* _Records for the exercise_
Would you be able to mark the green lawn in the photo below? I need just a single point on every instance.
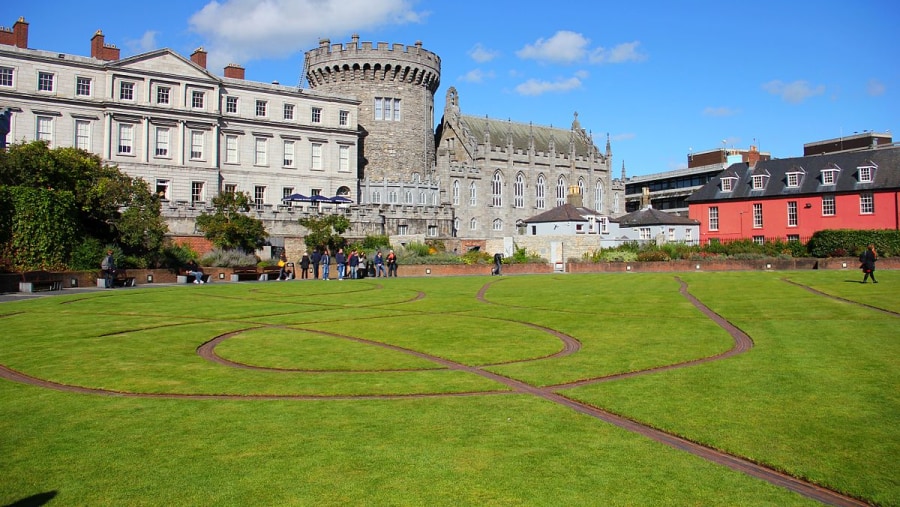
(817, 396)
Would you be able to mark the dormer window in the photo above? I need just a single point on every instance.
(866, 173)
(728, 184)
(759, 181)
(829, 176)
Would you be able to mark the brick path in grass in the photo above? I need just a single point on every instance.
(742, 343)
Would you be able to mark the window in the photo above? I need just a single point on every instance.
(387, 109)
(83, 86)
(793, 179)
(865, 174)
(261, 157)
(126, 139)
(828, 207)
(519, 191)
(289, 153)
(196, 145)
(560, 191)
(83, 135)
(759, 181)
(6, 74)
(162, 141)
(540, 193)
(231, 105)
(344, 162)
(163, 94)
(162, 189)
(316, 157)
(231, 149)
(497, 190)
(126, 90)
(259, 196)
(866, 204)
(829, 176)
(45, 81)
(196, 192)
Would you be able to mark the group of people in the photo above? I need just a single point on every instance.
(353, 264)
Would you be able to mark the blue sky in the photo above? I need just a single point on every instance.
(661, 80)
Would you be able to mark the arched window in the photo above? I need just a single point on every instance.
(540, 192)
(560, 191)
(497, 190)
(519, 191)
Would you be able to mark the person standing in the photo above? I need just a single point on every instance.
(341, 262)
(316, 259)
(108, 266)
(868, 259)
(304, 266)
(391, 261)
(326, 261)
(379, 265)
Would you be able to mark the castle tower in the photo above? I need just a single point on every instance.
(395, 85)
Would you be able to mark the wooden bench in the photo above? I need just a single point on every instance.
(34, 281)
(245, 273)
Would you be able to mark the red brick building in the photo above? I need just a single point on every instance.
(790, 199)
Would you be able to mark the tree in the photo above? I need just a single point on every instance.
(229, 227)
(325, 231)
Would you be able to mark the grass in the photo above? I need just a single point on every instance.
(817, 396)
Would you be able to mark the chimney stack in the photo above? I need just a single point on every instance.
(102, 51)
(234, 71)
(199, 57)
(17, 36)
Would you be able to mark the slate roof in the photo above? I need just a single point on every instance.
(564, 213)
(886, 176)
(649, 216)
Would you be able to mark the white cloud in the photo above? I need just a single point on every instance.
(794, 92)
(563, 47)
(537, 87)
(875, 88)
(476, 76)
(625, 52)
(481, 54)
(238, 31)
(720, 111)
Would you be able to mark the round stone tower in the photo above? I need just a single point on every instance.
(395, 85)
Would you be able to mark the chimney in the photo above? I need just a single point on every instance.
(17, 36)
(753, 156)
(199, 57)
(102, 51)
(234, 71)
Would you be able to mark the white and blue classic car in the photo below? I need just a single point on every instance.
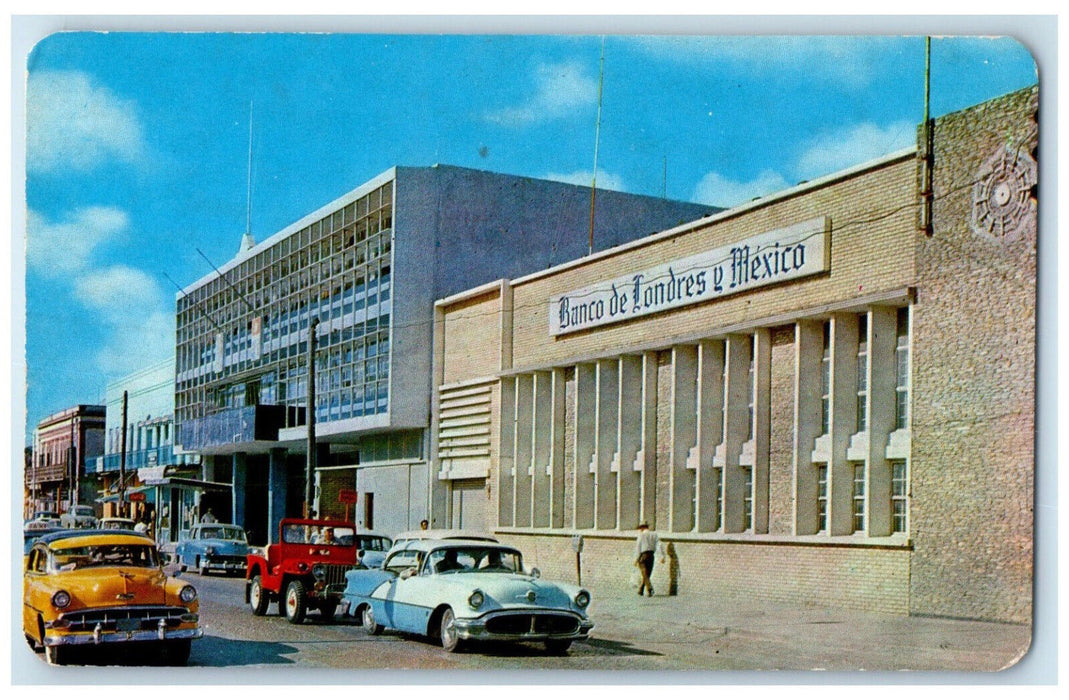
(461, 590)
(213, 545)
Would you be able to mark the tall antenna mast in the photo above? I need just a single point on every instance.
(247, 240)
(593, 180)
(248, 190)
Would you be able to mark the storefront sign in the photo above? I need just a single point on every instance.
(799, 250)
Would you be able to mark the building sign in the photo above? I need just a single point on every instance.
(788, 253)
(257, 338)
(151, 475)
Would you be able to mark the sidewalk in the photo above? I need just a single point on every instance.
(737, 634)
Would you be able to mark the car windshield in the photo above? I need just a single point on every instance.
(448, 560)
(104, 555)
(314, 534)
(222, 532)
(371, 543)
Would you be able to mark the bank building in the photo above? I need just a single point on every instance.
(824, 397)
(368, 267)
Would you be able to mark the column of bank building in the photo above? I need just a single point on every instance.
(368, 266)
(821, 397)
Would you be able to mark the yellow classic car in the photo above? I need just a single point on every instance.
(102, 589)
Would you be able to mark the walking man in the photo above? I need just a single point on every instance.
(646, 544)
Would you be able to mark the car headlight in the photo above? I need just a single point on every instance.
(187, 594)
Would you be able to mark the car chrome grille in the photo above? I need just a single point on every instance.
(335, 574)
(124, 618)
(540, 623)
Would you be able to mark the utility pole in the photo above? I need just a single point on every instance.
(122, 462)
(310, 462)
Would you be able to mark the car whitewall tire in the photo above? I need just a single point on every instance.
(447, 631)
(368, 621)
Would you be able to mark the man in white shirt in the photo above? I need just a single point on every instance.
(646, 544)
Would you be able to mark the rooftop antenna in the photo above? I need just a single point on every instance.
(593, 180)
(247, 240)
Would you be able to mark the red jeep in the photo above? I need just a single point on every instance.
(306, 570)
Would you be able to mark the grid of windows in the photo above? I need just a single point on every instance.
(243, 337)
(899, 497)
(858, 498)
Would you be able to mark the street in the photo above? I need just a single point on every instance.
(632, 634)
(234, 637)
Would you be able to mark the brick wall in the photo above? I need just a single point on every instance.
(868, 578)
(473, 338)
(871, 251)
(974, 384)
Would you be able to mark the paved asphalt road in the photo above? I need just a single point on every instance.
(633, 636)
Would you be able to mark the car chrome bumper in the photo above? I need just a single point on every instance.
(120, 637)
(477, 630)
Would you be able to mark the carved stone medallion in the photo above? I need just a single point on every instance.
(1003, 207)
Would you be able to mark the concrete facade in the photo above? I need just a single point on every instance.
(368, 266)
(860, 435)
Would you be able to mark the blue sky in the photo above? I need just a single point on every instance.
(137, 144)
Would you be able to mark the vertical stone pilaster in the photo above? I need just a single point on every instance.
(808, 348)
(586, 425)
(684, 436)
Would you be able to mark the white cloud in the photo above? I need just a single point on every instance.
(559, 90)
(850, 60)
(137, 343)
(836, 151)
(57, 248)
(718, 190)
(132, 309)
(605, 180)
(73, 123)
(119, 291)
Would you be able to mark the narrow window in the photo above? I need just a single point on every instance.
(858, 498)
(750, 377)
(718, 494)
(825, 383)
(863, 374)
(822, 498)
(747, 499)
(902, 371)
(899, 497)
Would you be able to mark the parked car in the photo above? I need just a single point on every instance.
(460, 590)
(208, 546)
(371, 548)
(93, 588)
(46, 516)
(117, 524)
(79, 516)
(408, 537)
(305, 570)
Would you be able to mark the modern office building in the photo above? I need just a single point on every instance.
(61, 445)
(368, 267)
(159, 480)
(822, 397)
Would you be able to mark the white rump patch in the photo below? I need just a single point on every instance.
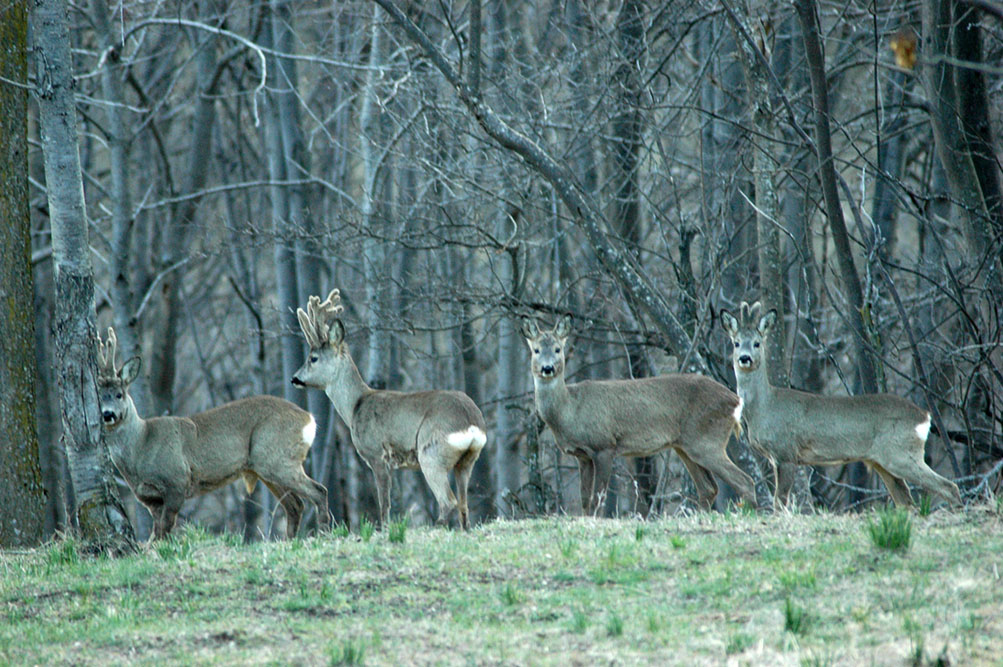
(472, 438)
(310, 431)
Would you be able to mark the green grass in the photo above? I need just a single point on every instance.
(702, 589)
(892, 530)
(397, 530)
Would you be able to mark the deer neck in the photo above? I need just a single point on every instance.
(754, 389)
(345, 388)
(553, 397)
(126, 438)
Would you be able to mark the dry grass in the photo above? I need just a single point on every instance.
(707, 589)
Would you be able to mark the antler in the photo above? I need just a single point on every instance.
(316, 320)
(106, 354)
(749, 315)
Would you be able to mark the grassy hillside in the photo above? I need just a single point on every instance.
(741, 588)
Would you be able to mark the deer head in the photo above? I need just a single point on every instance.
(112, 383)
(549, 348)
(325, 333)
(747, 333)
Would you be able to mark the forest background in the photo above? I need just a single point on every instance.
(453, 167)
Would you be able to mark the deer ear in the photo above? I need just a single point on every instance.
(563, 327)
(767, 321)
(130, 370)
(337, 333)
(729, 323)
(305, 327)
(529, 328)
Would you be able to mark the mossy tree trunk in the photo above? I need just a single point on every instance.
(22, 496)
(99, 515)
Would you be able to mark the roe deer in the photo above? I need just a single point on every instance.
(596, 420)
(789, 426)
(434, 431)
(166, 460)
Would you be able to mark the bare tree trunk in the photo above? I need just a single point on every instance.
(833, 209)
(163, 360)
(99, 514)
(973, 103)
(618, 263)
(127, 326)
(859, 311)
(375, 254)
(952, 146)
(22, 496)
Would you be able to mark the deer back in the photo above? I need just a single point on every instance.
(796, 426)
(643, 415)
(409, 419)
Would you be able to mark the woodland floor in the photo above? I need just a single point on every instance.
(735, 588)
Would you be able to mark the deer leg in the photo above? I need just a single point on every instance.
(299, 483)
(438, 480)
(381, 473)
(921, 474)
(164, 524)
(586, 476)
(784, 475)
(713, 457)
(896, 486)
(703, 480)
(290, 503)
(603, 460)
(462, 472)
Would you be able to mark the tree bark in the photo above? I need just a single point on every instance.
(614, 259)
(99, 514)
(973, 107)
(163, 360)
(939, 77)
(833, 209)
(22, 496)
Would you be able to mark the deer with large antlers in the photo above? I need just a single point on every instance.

* _Your goal_
Take the lines above from the one holding "Would you be able to mark the bare" to the last and output them exactly.

* _Response_
Would you be able to mark the bare tree trunk in the photo above? I need just a single point on every instance.
(833, 209)
(163, 360)
(99, 514)
(973, 103)
(618, 263)
(127, 326)
(859, 311)
(375, 254)
(952, 146)
(22, 496)
Would you be able to mark the deer back in the photo above? I need just a single point on every instance.
(796, 426)
(643, 415)
(409, 419)
Would you be able to mark the woodland floor in the photo above? I need just a single point on every instance.
(735, 588)
Would you be able to mark the deer leg in the photo above? I need just a single point on every instance.
(299, 483)
(438, 480)
(381, 473)
(921, 474)
(164, 524)
(586, 476)
(784, 475)
(713, 457)
(896, 486)
(703, 480)
(290, 503)
(603, 460)
(462, 472)
Would you be able to mark the tree bark in the photo above? I need just a single point on every instance.
(614, 259)
(99, 514)
(973, 107)
(163, 360)
(939, 77)
(833, 209)
(22, 496)
Would you be able to mark the deer with large antlers in the photo above? I need just a single point on every instance.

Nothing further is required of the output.